Extracted data entries:
⁂

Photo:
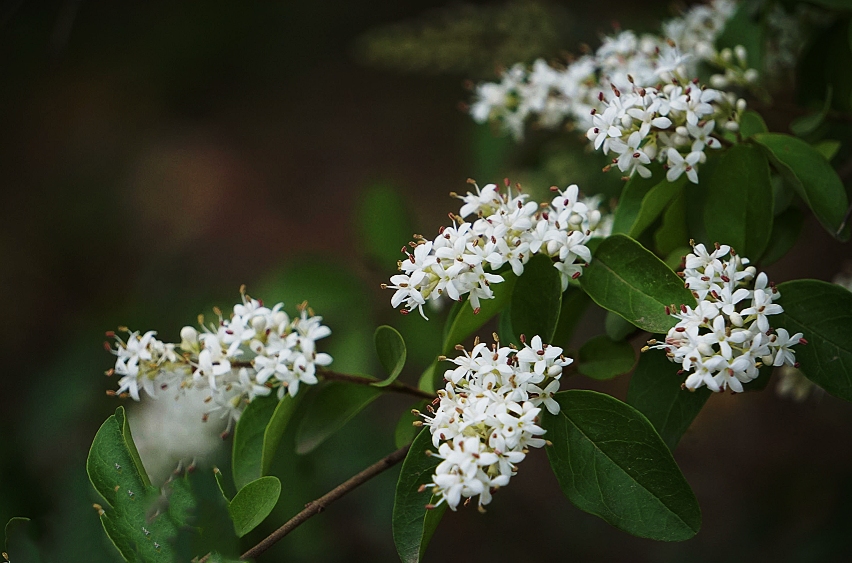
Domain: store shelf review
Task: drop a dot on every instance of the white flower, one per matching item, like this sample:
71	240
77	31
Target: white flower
283	355
678	165
487	416
723	342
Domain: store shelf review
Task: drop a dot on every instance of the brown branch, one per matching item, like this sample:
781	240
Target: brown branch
396	386
320	504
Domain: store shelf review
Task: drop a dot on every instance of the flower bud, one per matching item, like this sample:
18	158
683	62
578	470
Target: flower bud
718	81
258	323
188	338
736	319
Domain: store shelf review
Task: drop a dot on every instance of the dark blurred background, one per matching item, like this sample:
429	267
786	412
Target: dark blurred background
156	155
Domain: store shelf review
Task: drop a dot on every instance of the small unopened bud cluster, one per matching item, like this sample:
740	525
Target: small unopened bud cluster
723	342
589	84
487	416
463	258
252	352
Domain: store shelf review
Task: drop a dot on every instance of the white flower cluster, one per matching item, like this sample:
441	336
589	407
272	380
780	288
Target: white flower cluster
623	61
508	230
252	352
487	416
724	341
673	124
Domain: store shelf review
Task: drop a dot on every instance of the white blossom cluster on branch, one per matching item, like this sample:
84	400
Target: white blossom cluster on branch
726	338
252	352
464	258
626	60
487	416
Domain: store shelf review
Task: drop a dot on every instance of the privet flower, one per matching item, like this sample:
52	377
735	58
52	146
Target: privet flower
727	337
463	258
487	416
252	352
589	84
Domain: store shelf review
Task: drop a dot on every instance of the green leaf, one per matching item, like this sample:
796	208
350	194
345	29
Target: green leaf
390	348
405	430
738	210
812	177
610	462
673	230
575	302
674	260
216	557
655	391
504	328
654	202
131	500
630	202
823	313
626	278
247	456
413	525
616	327
278	423
19	545
751	123
253	503
537	299
427	378
828	148
334	404
466	322
785	232
745	28
602	358
805	125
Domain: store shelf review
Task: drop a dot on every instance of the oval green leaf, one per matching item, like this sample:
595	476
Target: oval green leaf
655	391
738	210
823	313
253	503
390	348
112	469
536	300
575	302
626	278
812	177
247	450
334	404
630	201
751	123
413	525
610	462
602	358
654	202
786	228
275	428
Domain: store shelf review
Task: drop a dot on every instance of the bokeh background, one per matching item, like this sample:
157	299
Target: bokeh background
156	155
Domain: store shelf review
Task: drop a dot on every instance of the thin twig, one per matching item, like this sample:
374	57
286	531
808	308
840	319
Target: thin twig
396	386
362	380
317	506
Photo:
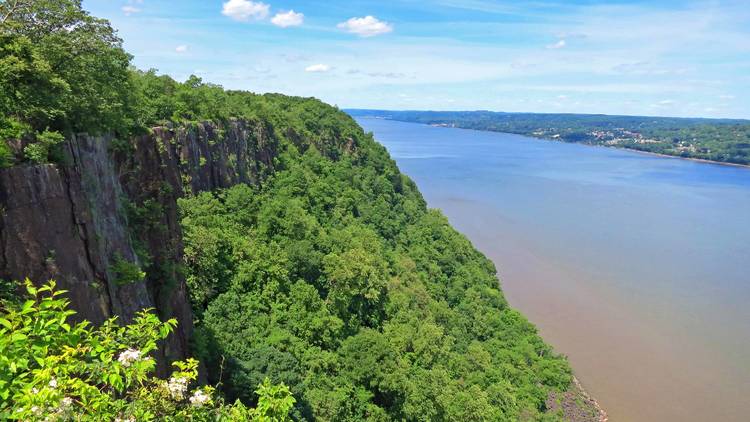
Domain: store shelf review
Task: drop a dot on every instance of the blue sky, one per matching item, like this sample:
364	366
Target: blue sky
670	58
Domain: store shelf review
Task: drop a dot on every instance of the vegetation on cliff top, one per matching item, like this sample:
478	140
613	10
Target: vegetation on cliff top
331	277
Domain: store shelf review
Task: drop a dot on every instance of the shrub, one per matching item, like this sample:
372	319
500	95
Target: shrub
51	369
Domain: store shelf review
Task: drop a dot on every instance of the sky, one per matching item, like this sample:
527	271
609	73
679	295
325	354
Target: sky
661	58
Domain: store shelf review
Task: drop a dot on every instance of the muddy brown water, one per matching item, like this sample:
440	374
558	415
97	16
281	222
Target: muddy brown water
634	266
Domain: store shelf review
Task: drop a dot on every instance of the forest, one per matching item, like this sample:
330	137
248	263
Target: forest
327	291
719	140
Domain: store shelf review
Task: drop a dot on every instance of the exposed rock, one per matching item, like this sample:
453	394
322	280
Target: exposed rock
71	222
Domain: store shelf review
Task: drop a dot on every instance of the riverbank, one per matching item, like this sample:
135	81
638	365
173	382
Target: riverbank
623	262
656	154
576	405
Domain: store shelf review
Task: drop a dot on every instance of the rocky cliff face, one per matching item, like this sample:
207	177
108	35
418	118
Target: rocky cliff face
115	201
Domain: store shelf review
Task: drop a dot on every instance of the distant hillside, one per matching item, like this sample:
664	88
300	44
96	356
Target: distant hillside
719	140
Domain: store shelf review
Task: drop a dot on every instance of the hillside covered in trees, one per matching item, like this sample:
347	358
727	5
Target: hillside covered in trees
321	287
720	140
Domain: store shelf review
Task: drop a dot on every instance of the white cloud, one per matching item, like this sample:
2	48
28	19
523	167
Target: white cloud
557	45
318	68
129	10
369	26
245	10
290	18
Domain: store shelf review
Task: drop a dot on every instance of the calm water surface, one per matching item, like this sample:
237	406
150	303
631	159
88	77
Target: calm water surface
634	266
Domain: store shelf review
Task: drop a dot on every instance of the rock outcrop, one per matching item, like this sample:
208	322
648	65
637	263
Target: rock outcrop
116	201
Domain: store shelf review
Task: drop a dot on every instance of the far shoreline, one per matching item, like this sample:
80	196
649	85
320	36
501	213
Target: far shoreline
656	154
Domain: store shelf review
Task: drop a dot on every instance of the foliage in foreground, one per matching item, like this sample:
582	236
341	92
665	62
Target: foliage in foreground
53	370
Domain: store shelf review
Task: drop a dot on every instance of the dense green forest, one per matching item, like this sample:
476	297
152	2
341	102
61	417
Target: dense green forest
327	292
720	140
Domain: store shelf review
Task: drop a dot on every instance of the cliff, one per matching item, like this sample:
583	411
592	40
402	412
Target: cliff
113	204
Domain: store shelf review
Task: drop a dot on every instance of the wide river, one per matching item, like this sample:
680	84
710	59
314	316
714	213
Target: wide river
636	267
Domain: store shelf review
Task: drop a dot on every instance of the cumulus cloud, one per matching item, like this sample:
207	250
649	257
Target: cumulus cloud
245	10
369	26
129	10
389	75
557	45
287	19
318	68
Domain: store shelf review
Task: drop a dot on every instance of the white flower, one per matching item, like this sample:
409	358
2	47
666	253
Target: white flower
177	387
199	398
129	356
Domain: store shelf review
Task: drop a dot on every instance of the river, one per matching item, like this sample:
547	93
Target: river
634	266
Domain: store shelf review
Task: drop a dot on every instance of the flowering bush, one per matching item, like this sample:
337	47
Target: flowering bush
53	371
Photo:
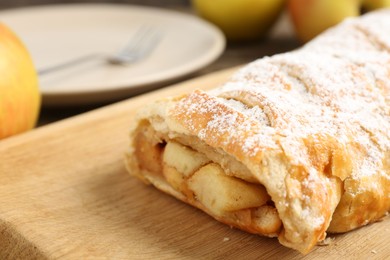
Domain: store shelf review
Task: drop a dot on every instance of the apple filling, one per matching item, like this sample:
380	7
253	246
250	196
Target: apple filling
204	184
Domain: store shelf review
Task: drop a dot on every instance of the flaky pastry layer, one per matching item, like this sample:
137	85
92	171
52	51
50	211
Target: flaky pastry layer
294	145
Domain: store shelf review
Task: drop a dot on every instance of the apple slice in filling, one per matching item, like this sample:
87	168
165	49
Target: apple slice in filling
205	184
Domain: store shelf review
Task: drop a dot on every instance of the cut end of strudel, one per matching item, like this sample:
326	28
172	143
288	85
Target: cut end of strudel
293	146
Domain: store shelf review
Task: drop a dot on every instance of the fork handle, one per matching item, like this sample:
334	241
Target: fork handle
67	64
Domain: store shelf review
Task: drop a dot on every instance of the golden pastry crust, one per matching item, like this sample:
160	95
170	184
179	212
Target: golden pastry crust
311	126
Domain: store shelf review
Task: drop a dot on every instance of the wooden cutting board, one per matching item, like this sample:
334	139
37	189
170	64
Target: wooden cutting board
65	193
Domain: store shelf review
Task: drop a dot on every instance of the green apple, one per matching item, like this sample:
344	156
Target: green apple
370	5
311	17
240	20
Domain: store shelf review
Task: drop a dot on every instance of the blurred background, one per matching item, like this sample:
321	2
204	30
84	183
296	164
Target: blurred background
237	52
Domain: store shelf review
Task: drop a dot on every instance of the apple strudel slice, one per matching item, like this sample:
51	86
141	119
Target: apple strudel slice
292	146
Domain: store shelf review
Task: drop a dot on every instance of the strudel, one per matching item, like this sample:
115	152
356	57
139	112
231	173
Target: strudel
293	146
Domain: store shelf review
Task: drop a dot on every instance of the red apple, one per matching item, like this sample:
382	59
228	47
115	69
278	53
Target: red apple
311	17
370	5
19	93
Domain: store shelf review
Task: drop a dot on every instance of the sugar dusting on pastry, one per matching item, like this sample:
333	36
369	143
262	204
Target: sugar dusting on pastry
312	126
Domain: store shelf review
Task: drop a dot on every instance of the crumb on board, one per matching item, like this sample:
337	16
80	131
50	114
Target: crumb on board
327	241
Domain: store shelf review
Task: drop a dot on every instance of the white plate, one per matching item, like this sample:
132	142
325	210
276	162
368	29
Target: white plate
57	33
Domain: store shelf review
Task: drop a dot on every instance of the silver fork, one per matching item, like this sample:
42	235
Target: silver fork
139	47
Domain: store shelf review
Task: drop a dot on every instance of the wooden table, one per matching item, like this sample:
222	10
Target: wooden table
65	192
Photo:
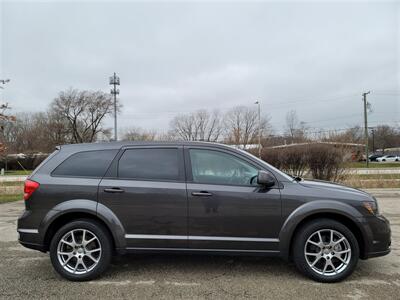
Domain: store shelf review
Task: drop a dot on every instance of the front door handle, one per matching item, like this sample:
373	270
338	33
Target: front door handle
201	194
114	190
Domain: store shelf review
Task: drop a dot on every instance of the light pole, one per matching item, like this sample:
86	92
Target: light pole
259	128
366	127
114	80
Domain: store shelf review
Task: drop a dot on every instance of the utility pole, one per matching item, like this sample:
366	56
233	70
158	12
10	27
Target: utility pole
114	80
259	128
373	138
366	128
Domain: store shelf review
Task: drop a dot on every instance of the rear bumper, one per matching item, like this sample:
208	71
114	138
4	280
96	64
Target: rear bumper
28	232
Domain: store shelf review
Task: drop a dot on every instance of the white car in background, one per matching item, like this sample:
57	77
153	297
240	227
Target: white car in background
388	158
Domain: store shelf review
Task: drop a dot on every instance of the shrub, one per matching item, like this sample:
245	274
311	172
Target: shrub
324	162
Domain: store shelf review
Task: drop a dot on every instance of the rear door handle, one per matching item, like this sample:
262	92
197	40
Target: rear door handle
201	194
114	190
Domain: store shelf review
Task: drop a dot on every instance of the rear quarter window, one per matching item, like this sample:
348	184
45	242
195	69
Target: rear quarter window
86	164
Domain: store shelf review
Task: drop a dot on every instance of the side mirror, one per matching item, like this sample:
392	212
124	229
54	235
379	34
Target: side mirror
265	178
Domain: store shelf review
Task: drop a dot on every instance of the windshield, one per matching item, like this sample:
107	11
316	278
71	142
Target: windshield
288	177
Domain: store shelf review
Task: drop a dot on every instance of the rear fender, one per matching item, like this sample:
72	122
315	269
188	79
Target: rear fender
87	207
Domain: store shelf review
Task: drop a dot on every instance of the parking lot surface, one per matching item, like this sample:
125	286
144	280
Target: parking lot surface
28	274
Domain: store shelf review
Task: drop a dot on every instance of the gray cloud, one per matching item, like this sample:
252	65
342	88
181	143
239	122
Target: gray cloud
174	57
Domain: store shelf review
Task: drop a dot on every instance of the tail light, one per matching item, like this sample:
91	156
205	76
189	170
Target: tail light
29	187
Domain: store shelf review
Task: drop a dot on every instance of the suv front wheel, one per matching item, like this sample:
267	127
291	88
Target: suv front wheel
325	250
81	250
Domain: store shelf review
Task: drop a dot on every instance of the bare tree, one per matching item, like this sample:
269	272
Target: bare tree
296	130
386	137
84	112
241	124
197	126
139	134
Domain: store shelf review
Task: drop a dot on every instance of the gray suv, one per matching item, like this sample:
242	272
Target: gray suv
87	202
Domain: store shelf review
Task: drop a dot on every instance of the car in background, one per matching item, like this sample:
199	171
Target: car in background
388	158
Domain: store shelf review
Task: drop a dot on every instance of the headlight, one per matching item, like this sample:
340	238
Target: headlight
371	207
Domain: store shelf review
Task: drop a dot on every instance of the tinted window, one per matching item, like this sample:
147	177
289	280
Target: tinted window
86	164
150	164
210	166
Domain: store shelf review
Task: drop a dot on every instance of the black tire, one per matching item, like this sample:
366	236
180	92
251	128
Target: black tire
299	245
104	240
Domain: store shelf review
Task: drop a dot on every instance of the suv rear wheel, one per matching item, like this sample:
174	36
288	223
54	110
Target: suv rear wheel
81	250
325	250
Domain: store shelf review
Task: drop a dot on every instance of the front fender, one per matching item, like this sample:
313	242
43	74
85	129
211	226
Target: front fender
88	207
309	209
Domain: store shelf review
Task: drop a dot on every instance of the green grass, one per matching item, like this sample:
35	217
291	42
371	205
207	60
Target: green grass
11	198
17	172
361	164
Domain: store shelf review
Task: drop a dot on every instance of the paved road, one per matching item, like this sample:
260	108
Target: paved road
28	274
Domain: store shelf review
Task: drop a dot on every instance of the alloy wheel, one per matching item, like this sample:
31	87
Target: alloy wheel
327	252
79	251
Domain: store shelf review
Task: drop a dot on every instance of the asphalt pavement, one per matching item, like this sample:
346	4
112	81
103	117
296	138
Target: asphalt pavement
28	274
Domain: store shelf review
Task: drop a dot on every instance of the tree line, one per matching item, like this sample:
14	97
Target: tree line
76	116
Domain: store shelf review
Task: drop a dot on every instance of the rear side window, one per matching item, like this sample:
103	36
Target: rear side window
150	164
86	164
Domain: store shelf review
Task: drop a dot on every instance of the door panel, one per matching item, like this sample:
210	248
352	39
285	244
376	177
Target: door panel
151	212
147	192
226	208
234	217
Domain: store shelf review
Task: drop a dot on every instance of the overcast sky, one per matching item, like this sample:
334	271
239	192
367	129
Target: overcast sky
174	57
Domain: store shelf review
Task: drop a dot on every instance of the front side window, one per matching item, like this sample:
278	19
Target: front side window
150	164
209	166
86	164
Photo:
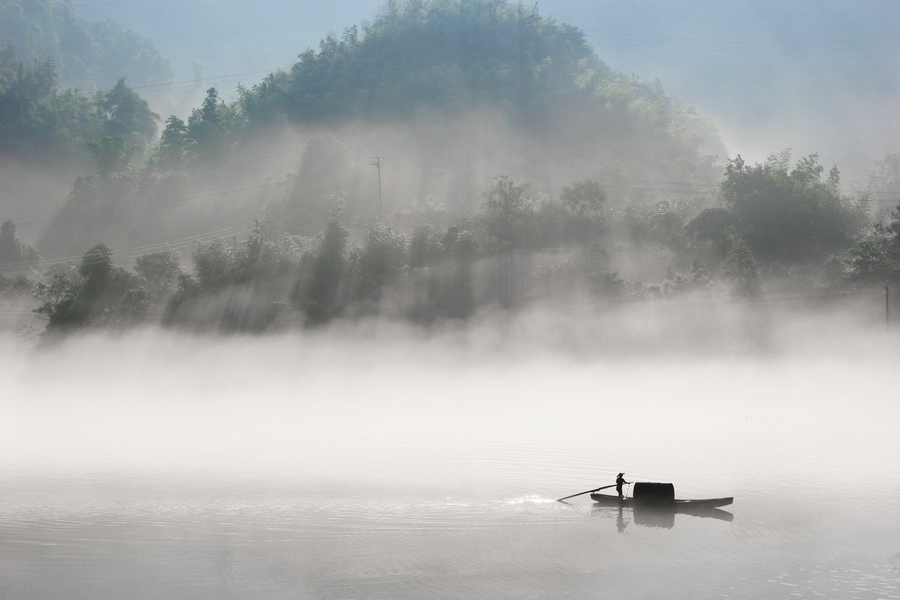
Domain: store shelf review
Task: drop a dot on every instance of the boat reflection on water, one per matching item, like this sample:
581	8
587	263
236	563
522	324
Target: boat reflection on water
661	516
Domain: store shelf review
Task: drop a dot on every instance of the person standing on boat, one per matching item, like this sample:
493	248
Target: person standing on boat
620	481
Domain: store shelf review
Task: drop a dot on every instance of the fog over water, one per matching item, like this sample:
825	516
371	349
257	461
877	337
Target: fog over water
461	309
377	461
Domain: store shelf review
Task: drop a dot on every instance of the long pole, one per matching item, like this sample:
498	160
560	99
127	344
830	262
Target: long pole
587	492
377	165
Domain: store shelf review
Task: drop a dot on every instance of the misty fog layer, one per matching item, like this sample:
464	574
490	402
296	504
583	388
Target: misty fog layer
364	463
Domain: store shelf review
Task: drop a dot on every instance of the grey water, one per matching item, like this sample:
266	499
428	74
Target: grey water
294	467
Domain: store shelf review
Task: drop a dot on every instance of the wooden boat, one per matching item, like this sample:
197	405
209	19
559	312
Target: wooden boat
685	505
659	496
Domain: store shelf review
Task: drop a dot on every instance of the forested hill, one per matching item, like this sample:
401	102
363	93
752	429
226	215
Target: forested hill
87	56
432	57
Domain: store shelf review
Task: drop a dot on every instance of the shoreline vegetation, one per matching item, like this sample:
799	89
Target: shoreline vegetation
514	169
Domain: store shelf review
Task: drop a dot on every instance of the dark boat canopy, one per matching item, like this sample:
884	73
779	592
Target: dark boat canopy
653	491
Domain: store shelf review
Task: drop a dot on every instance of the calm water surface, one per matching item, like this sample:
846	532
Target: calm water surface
174	469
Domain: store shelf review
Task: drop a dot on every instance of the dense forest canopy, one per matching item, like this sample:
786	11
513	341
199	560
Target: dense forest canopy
87	56
451	157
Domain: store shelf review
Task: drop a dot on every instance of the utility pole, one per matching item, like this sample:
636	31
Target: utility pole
377	164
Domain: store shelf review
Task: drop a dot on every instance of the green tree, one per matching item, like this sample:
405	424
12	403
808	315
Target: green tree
12	249
97	294
172	149
127	115
791	214
322	301
742	268
379	262
877	259
507	212
112	155
583	199
159	272
715	225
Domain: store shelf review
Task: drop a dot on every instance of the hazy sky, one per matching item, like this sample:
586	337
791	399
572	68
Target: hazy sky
817	76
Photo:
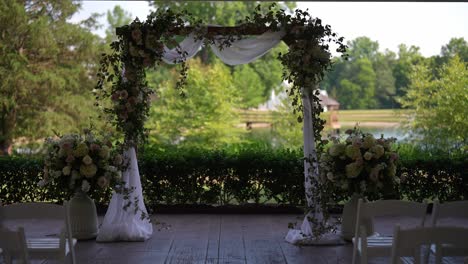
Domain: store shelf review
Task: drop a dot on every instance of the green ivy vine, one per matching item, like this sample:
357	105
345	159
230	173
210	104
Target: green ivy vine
123	93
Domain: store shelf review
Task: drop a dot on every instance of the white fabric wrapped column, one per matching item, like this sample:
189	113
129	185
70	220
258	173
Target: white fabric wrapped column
304	235
126	225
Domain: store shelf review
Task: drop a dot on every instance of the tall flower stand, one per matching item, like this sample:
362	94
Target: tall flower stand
83	216
348	224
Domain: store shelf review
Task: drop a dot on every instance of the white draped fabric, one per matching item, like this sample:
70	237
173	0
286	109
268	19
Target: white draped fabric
242	51
126	225
304	235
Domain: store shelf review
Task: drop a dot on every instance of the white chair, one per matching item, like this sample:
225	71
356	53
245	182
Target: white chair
453	214
367	245
13	245
408	242
44	247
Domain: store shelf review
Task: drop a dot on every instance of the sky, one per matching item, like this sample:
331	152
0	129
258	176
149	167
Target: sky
428	26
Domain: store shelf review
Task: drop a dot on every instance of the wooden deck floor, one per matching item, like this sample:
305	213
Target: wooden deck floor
223	238
203	238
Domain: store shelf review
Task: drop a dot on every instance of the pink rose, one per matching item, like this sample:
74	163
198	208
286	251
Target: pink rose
132	100
136	35
103	182
129	107
95	147
70	158
148	62
123	115
115	96
66	146
123	94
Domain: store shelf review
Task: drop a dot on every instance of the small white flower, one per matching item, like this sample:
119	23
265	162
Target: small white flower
75	175
56	174
66	170
85	186
330	176
41	183
111	168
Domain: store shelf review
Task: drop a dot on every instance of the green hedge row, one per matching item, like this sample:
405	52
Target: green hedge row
195	176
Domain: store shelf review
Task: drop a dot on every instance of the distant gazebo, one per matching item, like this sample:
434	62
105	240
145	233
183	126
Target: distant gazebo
330	105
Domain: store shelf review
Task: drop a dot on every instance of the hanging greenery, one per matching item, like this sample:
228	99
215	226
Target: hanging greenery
141	45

⁂

THE EXERCISE
How many lines in the items above contain the string "road"? Case matters. Reply with the number only.

SOLUTION FOR THIS PROBLEM
2